Page excerpt.
Barrel too hot???

Utectok

Well-Known Member
So lots of people and many I respect go on about cooling the barrel between shots or short strings when zeroing. To my mind and experience it seems to be total b0ll0xs? I mean for a average sporting barrel groups don’t really alter after 20-30 shots shot in a leisurely way. I get machine gunning 50 rounds may have an effect but really for modest shooting leaning 30sec-1min between shots???
It is possible I’m wrong but what’s your experience???
 
Your right considering most have heavy barrels or what we use to call varminting or target barrels.
I however like light barrels because I like to enjoy walking with a rifle.
Most of my light weight barrels would shoot three rounds then walk a tiny amount.
 
Once the barrel is ‘warm’, every shot thereafter immediately produces quite a distracting heat haze in the scope so I let it cool a bit for that reason alone.

That I might gain some more longevity of my barrel is a side benefit. I’ve never known whether it’s myth or not, but I can’t afford a new barrel anyway!
 
I can tell you with no small amount of certainty that if you take a mid-1970's Ruger Model 77 Standard rifle and fire as few as three shots through it, the groups will open up consideraably. Crappy barrels. Turned at high speed and then "straightened" before assembly. I have rebarreled quite a few rifles of this vintage for just this problem and it remains one of my ingrained prejudices against Model 77's.

Instructions.
- A) Quote each sentence in the barrel heat thread that ends with three question marks.
- B) Rewrite the part of the barrel heat thread that begins at the words "Well-Known Member" and ends after "a tiny amount.", putting "hiking" in place of "walking".
The entries that come after the barrel heat thread were taken from a separate source.

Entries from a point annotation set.

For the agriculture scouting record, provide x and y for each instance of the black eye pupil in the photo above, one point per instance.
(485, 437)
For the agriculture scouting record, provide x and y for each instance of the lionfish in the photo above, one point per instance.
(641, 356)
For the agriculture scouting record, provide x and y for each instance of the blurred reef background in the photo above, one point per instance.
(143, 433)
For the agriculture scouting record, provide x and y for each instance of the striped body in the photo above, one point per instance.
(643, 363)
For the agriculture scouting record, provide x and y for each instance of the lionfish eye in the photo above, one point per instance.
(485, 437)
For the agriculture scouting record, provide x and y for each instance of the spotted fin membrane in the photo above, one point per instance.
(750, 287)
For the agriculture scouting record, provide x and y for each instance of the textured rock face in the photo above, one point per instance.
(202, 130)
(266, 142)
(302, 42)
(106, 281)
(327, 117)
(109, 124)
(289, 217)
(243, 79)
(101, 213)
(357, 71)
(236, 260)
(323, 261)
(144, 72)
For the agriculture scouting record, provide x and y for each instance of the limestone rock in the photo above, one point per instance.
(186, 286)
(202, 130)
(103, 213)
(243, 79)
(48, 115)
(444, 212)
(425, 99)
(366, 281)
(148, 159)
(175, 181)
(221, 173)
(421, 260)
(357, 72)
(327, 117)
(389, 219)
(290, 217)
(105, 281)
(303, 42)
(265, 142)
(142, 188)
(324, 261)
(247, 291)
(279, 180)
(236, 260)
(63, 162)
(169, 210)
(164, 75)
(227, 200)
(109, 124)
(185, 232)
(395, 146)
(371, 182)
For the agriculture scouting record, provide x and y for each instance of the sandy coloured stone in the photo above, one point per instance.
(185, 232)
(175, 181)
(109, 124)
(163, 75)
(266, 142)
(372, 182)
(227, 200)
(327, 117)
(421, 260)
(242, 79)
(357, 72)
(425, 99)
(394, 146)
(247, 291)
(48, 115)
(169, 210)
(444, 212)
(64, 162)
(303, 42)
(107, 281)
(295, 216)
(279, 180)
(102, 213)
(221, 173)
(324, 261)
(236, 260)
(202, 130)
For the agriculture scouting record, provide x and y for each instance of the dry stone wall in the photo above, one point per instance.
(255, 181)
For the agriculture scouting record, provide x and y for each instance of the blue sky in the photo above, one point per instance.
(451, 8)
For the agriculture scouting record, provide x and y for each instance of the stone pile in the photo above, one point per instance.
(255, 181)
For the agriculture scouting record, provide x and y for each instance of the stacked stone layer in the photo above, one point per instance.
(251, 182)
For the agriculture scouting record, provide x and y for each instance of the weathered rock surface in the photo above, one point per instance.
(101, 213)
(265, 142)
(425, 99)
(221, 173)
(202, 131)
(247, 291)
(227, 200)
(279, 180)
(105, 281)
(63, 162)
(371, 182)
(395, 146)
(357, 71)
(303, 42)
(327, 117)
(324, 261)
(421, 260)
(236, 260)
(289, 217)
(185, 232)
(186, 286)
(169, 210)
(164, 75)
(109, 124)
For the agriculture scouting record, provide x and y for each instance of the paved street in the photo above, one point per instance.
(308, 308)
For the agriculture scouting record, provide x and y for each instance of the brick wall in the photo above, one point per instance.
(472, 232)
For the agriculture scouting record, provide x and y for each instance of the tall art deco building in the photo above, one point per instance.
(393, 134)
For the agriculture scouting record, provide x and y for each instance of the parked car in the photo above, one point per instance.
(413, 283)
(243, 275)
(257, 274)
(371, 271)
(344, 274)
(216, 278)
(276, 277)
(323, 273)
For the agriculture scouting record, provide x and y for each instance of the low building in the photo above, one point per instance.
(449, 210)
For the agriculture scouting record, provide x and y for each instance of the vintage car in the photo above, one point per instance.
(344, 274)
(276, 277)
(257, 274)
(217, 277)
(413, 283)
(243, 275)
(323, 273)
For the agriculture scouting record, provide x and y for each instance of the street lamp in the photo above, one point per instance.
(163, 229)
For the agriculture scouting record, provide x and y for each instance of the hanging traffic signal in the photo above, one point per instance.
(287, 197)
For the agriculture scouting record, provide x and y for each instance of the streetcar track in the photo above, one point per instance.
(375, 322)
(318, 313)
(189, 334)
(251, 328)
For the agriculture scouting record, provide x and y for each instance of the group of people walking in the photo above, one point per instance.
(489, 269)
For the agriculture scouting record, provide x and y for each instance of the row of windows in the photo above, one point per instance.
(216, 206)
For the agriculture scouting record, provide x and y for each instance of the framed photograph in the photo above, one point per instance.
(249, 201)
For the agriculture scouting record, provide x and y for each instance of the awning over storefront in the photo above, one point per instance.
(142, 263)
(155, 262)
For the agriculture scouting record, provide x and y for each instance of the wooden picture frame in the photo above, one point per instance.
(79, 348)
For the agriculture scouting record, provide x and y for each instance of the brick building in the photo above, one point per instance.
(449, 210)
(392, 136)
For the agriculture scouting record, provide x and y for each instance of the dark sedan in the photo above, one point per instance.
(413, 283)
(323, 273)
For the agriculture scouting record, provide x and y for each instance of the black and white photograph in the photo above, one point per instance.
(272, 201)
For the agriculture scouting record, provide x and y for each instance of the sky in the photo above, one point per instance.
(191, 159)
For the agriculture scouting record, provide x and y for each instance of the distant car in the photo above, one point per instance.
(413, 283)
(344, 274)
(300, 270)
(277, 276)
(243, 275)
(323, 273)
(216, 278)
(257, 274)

Responses in order.
- A)
Barrel too hot???
I get machine gunning 50 rounds may have an effect but really for modest shooting leaning 30sec-1min between shots???
It is possible I’m wrong but what’s your experience???

- B)
Well-Known Member
So lots of people and many I respect go on about cooling the barrel between shots or short strings when zeroing. To my mind and experience it seems to be total b0ll0xs? I mean for a average sporting barrel groups don’t really alter after 20-30 shots shot in a leisurely way. I get machine gunning 50 rounds may have an effect but really for modest shooting leaning 30sec-1min between shots???
It is possible I’m wrong but what’s your experience???
 
Your right considering most have heavy barrels or what we use to call varminting or target barrels.
I however like light barrels because I like to enjoy hiking with a rifle.
Most of my light weight barrels would shoot three rounds then walk a tiny amount.